WRITTEN EXERCISE: Pull out each line of the listing that contains the string "water". Treat the match as case-sensitive.

DATA:
BEGIN

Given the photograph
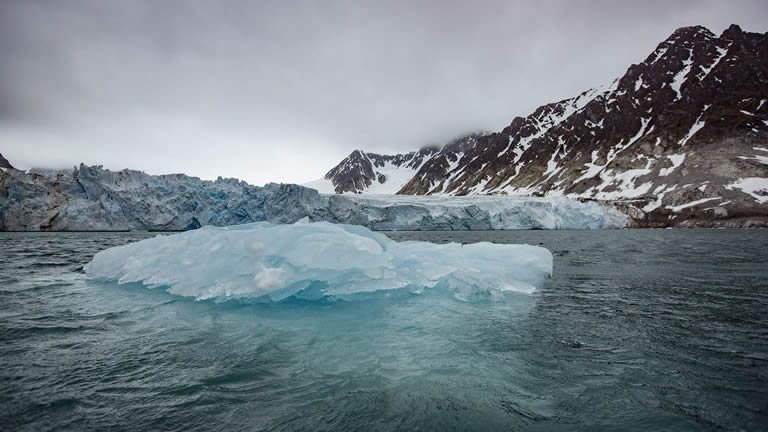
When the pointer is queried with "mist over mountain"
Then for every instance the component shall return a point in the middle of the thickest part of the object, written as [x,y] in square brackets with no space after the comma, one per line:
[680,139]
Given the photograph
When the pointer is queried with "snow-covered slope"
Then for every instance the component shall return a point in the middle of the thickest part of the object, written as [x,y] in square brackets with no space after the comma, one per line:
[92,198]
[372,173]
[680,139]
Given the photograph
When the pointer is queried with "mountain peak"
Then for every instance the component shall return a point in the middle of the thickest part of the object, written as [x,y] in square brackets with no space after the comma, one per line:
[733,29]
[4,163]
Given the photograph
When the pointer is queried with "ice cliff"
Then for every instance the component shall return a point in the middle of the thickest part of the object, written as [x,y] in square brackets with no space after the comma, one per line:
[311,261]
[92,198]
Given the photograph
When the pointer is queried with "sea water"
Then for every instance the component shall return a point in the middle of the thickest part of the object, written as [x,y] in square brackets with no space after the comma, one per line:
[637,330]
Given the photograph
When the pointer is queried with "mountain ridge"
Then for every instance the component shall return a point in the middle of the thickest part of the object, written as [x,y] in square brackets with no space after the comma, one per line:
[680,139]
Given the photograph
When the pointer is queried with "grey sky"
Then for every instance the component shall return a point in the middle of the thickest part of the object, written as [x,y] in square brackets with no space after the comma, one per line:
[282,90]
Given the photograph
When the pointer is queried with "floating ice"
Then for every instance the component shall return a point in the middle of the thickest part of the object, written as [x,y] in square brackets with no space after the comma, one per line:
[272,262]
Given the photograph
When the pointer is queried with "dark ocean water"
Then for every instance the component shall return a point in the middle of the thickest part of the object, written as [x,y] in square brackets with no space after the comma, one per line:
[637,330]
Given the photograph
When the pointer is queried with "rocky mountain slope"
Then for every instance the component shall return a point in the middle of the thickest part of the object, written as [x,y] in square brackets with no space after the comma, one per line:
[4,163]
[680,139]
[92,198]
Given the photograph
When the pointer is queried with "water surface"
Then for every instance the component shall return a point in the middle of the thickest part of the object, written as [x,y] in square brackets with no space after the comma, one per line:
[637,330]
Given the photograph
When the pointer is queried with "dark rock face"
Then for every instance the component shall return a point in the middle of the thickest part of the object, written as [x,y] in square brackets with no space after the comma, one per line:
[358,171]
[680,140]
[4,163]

END
BEGIN

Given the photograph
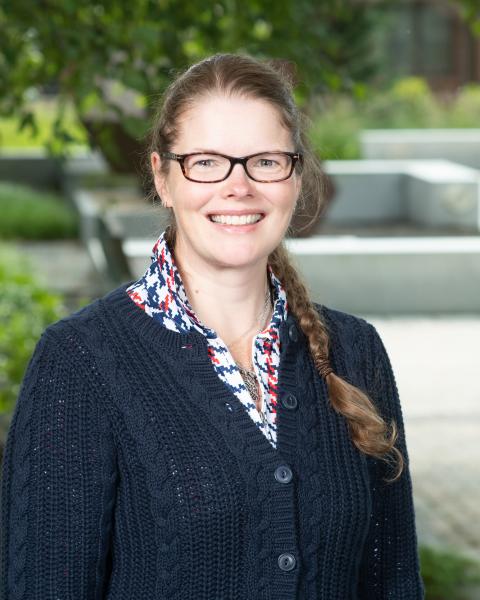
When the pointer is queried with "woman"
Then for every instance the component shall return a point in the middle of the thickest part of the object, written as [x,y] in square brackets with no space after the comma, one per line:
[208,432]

END

RESPONSE:
When the pointer is queried with "sea water"
When the pointer is queried with "dark ocean water"
When the pointer is queried with "water surface"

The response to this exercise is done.